Страница:
══════════════════════════════
Как только мы ступили на старые ледяные поля, двигаться стало гораздо легче. Снег там был не особенно глубок, всего несколько дюймов, но довольно сильно уплотнен под влиянием зимних ветров. Тем не менее, поверхность во многих местах была очень неровной и стала испытанием для нарт, деревянные детали которых становились хрупкими от низкой температуры, которая достигала минус пятидесяти. В целом, однако, я чувствовал, что если мы не столкнемся с чем-нибудь худшим, чем эта первая сотня миль от суши, у нас не будет причин жаловаться на судьбу.
Несколько дальше, идя в арьергарде своего отряда, я повстречался с Кюта из отряда Марвина, который спешил с пустыми нартами назад. Его нарты были так разбиты, что, наверное, проще было вернуться на мыс Колумбия за запасными, чем пытаться отремонтировать эти. Я предупредил его, чтобы он не терял ни минуты и обязательно догнал нас в лагере этой же ночью, и он скоро исчез из виду в снежном вихре позади нас.
Еще дальше мне встретился Кудлукту, возвращающийся после такой же поломки, а еще немного погодя – несколько человек из других партий, которые тоже получили распоряжение остановиться и отремонтировать нарты, сильно пострадавшие в единоборстве со льдом.
Наконец, я добрался до первого лагеря капитана, который находился в десяти милях от края ледниковой кромки. Там нас с Марвином ожидали два иглу, которые мы и заняли. Партии Гудселла, Макмиллана и Хэнсона должны были сами построить себе иглу для этой ночевки. Бартлетт и Боруп, идя в опережающих отрядах, должны были строить по одному иглу в каждом лагере. Я по старшинству должен был занять одно из них, а порядок, согласно которому партии Марвина, Макмиллана, Гудселла и Хэнсона должны были занимать второе из уже построенных иглу, был определен жребием еще на мысе Колумбия, и первый номер выпал Марвину. Позже, когда впереди шла одна партия Бартлетта, в каждом лагере строилось только одно иглу на всей линии марша.
══════════════════════════════
Показанные записи:
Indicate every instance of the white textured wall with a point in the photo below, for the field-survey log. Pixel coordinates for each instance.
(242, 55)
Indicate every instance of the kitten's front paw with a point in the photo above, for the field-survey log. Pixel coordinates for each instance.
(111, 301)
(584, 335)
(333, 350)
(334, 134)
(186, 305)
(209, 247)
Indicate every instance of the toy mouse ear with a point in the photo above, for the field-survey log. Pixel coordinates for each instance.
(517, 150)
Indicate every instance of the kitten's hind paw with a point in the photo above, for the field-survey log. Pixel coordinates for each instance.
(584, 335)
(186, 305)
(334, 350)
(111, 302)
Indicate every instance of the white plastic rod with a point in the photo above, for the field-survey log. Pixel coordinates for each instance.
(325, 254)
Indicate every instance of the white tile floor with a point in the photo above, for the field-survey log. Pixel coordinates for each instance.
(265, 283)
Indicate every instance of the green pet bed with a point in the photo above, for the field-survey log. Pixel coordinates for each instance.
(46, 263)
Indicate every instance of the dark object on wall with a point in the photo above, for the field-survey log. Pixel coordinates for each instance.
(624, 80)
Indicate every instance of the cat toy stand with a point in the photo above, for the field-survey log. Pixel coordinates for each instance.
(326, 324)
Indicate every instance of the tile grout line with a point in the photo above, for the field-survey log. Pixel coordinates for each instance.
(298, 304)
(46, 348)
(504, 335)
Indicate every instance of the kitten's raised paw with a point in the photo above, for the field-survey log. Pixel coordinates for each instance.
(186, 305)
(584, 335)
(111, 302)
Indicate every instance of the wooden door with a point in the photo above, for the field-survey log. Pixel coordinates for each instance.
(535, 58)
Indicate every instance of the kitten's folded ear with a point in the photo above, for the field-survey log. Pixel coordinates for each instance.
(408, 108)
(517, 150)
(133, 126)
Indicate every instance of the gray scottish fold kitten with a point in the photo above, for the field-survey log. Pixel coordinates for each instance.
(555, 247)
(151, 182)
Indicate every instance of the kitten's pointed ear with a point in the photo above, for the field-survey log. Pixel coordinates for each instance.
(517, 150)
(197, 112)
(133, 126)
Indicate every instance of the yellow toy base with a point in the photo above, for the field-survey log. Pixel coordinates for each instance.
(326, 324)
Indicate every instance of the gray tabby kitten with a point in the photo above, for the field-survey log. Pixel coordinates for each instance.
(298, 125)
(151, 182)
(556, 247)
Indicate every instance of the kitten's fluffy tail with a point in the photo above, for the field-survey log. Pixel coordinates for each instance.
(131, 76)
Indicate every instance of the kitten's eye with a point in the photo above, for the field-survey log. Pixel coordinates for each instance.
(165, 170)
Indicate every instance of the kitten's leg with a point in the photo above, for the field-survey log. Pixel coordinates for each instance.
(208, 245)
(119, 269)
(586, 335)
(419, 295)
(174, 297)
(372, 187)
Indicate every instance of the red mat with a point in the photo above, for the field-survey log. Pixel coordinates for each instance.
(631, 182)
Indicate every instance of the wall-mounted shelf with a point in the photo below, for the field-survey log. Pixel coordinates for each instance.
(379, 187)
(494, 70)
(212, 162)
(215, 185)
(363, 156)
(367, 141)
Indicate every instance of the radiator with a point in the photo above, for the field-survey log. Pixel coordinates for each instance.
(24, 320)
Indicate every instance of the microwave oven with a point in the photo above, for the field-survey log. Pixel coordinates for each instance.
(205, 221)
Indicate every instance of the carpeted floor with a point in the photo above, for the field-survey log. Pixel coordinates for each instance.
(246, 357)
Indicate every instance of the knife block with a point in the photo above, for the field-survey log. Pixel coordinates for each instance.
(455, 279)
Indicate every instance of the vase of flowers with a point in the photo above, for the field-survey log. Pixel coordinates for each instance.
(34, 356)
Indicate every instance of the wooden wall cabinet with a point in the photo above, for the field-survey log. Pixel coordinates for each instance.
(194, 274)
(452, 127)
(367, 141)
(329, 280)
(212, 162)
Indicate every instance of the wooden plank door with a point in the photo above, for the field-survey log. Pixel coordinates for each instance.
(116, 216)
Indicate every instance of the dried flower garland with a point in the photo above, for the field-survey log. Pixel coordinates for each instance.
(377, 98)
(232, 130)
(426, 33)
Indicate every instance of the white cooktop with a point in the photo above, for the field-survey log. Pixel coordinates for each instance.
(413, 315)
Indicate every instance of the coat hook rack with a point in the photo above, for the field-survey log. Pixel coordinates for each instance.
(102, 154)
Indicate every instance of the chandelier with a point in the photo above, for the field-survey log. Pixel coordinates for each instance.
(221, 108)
══════════════════════════════
Список заданий:
a - Замените в рассказе о походе по льду «капитана» на «начальника» и приведите заново часть, которая начинается со слов «Наконец, я добрался» и заканчивается словами «всей линии марша.».
b - Ответьте на вопросы по рассказу о походе по льду:
(i) До какой отметки опускалась температура?
(ii) На каком расстоянии от края ледниковой кромки находился первый лагерь капитана?
(iii) Кому по жребию выпал первый номер?
c - Напишите продолжение рассказа о походе по льду, начиная сразу после его последнего предложения.
Записи никак не связаны с рассказом о походе по льду.

В ответ:
a -
Наконец, я добрался до первого лагеря начальника, который находился в десяти милях от края ледниковой кромки. Там нас с Марвином ожидали два иглу, которые мы и заняли. Партии Гудселла, Макмиллана и Хэнсона должны были сами построить себе иглу для этой ночевки. Бартлетт и Боруп, идя в опережающих отрядах, должны были строить по одному иглу в каждом лагере. Я по старшинству должен был занять одно из них, а порядок, согласно которому партии Марвина, Макмиллана, Гудселла и Хэнсона должны были занимать второе из уже построенных иглу, был определен жребием еще на мысе Колумбия, и первый номер выпал Марвину. Позже, когда впереди шла одна партия Бартлетта, в каждом лагере строилось только одно иглу на всей линии марша.

b -
(i) До минус пятидесяти.
(ii) В десяти милях.
(iii) Марвину.

c -
Сумерки полярного дня, который теперь длился около 12 часов, совсем сгустились к тому времени, когда последние нарты прибыли в этот первый лагерь. Для нарт это был крайне тяжелый день. Так называемые нарты Пири, благодаря их форме и большей длине, преодолели дистанцию лучше прочих. Несмотря на то, что двое нарт потерпели небольшие аварии, ни одни из них не вышли из строя. Двое эскимосских нарт старого типа были разбиты полностью, а еще одни почти полностью.
Скоро собаки были накормлены, и каждая партия отправилась ужинать и отдыхать в свое иглу, предоставив искромсанную поверхность льда в распоряжение темноты, воющего ветра и дрейфа. Этот марш был несколько тяжелым для меня, потому что, впервые за 16 лет, нога, поломанная в Гренландии в 1891 году, причиняла мне немалое беспокойство.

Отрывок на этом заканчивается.